▶ **MATERIAL PROVIDED**:
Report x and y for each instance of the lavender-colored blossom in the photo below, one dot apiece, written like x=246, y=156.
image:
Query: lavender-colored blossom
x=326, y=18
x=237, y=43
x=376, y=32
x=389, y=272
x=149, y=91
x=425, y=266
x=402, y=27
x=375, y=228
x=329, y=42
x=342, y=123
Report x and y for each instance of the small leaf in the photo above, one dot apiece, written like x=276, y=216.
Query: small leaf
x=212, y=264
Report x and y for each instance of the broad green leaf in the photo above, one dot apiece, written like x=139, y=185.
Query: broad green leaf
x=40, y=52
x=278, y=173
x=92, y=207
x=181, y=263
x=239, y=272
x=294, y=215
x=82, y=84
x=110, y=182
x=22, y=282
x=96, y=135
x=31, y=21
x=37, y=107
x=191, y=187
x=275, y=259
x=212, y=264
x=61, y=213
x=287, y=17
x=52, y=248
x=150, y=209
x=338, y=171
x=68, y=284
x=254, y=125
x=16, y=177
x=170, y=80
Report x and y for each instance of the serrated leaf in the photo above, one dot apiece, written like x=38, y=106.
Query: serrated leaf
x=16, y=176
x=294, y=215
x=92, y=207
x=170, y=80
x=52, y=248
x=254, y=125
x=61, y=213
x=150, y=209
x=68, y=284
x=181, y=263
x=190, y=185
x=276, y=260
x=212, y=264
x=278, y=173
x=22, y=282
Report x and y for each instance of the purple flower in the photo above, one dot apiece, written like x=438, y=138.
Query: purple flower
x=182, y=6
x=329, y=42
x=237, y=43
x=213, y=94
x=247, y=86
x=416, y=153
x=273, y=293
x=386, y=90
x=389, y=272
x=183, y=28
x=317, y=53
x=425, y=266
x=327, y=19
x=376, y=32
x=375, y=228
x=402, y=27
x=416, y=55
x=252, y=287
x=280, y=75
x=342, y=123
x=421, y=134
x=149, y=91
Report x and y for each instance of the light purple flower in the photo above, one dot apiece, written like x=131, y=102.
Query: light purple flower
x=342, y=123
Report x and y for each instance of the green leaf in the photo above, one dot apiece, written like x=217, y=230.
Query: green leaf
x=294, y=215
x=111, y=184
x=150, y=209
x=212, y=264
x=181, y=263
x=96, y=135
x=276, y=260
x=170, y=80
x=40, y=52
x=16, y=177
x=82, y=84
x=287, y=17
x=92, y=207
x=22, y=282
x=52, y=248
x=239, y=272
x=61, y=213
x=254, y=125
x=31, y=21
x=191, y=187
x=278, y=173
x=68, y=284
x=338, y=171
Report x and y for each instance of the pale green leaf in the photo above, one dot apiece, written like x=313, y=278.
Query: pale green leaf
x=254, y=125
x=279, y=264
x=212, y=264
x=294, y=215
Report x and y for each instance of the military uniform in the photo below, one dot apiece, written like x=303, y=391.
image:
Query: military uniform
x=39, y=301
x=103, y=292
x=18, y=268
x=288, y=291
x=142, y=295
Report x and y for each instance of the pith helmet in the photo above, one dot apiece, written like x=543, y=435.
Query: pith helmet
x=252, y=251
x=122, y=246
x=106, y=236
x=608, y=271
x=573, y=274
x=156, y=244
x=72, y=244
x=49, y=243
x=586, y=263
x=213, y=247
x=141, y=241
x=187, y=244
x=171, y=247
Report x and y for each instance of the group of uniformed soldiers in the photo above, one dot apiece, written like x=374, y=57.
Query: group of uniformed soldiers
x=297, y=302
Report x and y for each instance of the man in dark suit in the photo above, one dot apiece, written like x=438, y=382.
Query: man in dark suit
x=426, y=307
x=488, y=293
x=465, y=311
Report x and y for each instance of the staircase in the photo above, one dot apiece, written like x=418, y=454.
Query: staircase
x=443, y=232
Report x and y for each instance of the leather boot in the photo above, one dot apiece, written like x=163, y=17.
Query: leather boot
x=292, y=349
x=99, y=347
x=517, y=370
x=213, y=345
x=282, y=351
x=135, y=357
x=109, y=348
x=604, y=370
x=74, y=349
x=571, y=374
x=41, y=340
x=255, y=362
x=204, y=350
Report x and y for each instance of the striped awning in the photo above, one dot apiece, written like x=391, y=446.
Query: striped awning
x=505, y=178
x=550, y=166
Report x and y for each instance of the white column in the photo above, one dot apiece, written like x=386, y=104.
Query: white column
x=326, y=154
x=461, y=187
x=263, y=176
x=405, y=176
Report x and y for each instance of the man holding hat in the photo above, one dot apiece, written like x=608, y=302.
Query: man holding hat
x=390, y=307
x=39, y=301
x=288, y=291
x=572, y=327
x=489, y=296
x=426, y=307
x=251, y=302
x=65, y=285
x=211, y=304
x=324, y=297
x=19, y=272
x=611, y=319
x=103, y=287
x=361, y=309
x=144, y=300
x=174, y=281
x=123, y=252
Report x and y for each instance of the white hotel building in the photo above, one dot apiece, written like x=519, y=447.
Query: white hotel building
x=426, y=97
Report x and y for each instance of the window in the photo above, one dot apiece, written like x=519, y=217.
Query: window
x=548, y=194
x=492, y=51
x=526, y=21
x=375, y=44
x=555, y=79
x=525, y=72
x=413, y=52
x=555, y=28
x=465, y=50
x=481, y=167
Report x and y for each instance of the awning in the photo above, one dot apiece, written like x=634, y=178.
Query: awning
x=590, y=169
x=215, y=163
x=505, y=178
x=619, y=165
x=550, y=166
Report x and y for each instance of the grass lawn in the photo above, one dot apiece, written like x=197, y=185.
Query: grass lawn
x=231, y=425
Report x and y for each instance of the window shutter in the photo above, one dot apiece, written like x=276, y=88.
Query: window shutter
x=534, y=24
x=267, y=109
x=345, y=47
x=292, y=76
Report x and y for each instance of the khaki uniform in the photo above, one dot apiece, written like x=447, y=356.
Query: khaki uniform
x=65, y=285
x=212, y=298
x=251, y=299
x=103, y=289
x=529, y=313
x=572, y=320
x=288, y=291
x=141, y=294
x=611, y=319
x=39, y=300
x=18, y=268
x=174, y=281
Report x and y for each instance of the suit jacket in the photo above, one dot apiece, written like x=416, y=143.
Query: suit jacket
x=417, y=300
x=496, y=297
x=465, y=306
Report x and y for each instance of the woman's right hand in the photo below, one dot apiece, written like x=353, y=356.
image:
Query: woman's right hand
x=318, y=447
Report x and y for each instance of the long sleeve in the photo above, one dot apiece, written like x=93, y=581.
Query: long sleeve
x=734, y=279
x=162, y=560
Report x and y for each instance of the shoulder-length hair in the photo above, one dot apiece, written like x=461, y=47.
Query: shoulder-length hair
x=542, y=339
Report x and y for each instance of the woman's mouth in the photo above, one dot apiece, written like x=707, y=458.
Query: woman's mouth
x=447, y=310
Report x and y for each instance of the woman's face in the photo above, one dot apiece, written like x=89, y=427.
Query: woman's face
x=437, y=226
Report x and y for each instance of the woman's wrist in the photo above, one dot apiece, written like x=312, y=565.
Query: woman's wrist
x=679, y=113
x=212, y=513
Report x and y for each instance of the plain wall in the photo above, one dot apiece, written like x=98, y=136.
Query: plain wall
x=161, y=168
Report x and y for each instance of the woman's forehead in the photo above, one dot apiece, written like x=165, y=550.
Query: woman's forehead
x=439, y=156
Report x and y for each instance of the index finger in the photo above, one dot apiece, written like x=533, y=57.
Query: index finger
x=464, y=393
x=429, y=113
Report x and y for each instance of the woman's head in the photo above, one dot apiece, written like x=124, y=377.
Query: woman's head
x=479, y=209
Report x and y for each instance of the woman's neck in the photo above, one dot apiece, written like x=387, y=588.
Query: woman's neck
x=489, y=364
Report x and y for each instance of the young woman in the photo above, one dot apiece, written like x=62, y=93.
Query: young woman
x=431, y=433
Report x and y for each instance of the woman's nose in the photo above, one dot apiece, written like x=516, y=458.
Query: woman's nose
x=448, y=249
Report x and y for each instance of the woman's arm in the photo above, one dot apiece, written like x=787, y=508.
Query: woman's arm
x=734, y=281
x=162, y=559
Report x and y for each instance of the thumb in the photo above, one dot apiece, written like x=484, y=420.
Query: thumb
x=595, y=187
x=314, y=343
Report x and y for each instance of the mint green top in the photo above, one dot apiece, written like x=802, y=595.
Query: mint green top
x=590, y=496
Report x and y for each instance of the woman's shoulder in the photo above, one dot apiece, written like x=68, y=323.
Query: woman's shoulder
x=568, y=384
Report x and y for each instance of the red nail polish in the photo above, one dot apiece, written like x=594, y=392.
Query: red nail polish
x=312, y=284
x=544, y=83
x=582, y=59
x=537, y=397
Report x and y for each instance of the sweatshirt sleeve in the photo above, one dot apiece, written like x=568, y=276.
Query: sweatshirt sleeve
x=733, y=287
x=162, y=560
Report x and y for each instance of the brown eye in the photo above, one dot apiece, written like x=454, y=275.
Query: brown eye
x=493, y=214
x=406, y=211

▶ **TASK DIRECTIONS**:
Set down, without any change, the lines of the material from the one containing "Report x and y for each instance of the awning" through the one containing "x=231, y=425", both of those lines included.

▶ **COMPLETE OUTPUT**:
Report x and y for each instance of the awning in the photo above, one dot apiece, written like x=634, y=178.
Query: awning
x=590, y=169
x=215, y=163
x=505, y=178
x=619, y=165
x=550, y=166
Report x and y for each instance of the grass lawn in the photo above, one dot apiece, written like x=197, y=185.
Query: grass lawn
x=231, y=425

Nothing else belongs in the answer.